The one element that you find all over Europe is a stand against immigrants. But I don’t think this is a current with long legs in the United States, because it is hard to argue against the basic immigrant nature of the United States.

AR: In the United States there is a clearly developed sense of national identity that is tied to this thought that nationalism and membership are not about your ethnic origins, but instead about a set of pluralistic values, beliefs, and cultural commitments. And that is bound up with what Gunner Myrdal called the “American Creed,” the notion that the country is basically open to all, and that ascriptive attributes, such as the color of your skin or your gender, should not be the basis by which you get rights. And even the kind of virulent return of xenophobia on the right pays lip service to this anti-racist language of the rejection of ascription. But what makes Islam so complicated, in the way that Catholicism was complicated in the nineteenth century, is that Islam can be read not just as a matter of ascription, but as a matter of ideology and choice.

Islam is constructed as a matter of ideology and choice.

I want to be clear, this is not the claim that Muslims are not racialized; they are deeply racialized, but the reason why the racialization can persist, despite a background of cultural judgment about the problems with racism, is because of the way in which Islam gets constructed as political ideology, like the Communists in the early Cold War period, rather than African Americans or women.

AMS: So is it at all possible for the figure of the Muslim to become assimilated into America?

AR: I think it is very hard. As part of counterterrorism policies, you have police departments that look into whether or not Muslim men change their names from Westernized names to Muslim names, and the thought is that the shift in name speaks to an engagement with the project of radicalization, to the move from that conveyer belt of being pre-radicalized to being activated as a terrorist.

Recorded data>
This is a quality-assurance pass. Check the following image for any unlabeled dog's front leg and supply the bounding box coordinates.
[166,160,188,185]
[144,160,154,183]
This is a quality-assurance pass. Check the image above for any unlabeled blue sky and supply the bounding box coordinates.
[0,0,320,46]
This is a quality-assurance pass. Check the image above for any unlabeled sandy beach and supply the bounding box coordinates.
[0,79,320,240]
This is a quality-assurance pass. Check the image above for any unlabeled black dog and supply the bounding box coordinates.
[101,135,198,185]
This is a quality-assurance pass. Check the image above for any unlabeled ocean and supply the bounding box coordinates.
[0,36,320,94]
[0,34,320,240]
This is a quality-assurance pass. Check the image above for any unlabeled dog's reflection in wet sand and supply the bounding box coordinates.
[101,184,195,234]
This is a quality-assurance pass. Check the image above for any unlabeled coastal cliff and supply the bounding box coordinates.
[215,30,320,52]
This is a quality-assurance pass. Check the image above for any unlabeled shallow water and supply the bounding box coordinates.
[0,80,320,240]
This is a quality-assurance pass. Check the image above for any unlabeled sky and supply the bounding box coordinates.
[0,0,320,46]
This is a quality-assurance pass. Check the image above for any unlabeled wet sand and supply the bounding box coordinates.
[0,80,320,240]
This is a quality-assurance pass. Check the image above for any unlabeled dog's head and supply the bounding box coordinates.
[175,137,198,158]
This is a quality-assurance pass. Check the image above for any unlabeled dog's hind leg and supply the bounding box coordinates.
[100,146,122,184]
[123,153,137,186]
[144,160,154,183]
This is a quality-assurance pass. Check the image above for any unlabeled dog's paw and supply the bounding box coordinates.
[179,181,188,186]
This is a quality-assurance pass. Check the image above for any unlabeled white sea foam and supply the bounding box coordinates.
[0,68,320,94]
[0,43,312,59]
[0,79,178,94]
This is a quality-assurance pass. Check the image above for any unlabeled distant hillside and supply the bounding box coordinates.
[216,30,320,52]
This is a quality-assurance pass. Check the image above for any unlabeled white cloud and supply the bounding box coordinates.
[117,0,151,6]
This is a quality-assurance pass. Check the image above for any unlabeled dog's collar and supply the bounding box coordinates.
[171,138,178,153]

Given instruction 1> From the interview excerpt on national identity, print the passage that begins at the words "Islam is constructed" and stops after the words "assimilated into America?".
Given instruction 2> Render this sentence from the interview excerpt on national identity in Spanish: "Islam is constructed as a matter of ideology and choice."

Final result 1>
Islam is constructed as a matter of ideology and choice.

I want to be clear, this is not the claim that Muslims are not racialized; they are deeply racialized, but the reason why the racialization can persist, despite a background of cultural judgment about the problems with racism, is because of the way in which Islam gets constructed as political ideology, like the Communists in the early Cold War period, rather than African Americans or women.

AMS: So is it at all possible for the figure of the Muslim to become assimilated into America?

Final result 2> El islam se construye como una cuestión de ideología y elección.